Which lines in the rows below contain the word "bird"? Find each one and copy it out, matching case exactly.

>> Start

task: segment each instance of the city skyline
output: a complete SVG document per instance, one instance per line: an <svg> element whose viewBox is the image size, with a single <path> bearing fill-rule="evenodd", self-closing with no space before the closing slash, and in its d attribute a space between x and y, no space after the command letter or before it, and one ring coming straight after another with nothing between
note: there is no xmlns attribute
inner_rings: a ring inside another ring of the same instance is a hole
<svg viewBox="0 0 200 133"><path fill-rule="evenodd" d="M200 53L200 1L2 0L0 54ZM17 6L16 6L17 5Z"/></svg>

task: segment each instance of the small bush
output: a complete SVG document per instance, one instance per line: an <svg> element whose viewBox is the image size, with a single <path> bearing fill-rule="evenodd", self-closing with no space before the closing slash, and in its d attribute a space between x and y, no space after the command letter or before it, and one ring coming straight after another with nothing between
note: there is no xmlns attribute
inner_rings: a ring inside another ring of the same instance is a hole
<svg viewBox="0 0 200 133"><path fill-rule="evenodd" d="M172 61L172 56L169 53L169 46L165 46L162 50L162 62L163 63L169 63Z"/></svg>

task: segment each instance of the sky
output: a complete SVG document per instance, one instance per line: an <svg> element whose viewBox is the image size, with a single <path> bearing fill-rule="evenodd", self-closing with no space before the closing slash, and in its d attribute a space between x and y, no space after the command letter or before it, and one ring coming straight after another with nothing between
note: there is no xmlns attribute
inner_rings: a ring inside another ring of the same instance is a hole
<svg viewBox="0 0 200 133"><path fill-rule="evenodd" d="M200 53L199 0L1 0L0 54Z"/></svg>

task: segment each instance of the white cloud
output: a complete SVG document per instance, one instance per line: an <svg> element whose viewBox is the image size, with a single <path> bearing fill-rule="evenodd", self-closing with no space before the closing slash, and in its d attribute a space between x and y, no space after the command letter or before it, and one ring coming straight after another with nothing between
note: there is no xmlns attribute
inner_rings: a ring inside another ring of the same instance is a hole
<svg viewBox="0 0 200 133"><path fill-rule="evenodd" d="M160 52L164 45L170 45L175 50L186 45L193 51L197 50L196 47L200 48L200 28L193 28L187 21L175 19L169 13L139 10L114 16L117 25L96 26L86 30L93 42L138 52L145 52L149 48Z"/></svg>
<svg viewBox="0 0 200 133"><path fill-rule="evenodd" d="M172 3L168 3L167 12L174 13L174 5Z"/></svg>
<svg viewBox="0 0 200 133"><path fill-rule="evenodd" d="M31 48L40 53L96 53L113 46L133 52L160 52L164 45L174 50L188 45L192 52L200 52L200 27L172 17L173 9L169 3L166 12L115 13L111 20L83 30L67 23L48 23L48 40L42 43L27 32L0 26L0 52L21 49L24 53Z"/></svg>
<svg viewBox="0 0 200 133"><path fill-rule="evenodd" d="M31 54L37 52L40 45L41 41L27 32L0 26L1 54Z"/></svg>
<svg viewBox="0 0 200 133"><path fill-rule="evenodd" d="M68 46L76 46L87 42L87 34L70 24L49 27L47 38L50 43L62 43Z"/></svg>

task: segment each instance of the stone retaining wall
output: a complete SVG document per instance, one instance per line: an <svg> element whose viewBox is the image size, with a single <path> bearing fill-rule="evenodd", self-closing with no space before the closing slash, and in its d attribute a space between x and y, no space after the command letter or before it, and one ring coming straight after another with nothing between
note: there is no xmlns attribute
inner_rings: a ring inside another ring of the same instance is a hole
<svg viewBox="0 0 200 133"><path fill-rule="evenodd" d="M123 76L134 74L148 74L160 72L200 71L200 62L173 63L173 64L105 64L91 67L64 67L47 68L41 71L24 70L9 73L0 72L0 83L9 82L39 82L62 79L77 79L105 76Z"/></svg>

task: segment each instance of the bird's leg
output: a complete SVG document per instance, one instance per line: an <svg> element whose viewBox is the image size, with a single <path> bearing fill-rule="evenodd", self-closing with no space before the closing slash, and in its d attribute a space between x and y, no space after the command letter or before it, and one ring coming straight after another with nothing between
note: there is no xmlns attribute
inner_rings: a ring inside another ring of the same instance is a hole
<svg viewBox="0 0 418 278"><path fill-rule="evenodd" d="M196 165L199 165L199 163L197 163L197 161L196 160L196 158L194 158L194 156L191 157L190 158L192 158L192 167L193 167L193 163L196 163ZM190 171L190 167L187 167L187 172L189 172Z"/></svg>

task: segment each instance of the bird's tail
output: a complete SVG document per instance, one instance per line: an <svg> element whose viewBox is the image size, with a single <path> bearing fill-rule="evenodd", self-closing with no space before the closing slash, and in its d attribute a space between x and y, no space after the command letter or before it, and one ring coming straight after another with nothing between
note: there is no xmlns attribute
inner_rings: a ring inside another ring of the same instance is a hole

>> End

RESPONSE TO THE EXERCISE ->
task: segment each instance of the bird's leg
task: segment each instance of the bird's tail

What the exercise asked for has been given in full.